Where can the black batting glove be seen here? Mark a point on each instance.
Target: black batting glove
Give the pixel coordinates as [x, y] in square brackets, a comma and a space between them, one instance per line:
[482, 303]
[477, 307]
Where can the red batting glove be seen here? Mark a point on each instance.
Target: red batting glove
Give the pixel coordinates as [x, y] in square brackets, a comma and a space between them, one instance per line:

● ● ● ● ● ● ●

• GIVEN TASK: Convert every line of the entries above into a Markdown table with two columns, Row and Line. Number the rows in order and skip blank lines.

• FINISHED EXERCISE:
| Row | Line |
|---|---|
| 1 | Where can the black batting glove be seen here? Mark a point on each instance. |
| 2 | Target: black batting glove |
| 3 | Give the pixel coordinates as [x, y] in square brackets, a comma and a space between them, one instance per line: |
| 4 | [482, 303] |
| 5 | [477, 307] |
| 6 | Where can the red batting glove be seen here? Mark a point on each instance. |
| 7 | Target: red batting glove |
| 8 | Give the pixel coordinates as [x, y] in square brackets, a comma and a space between them, one instance per line: |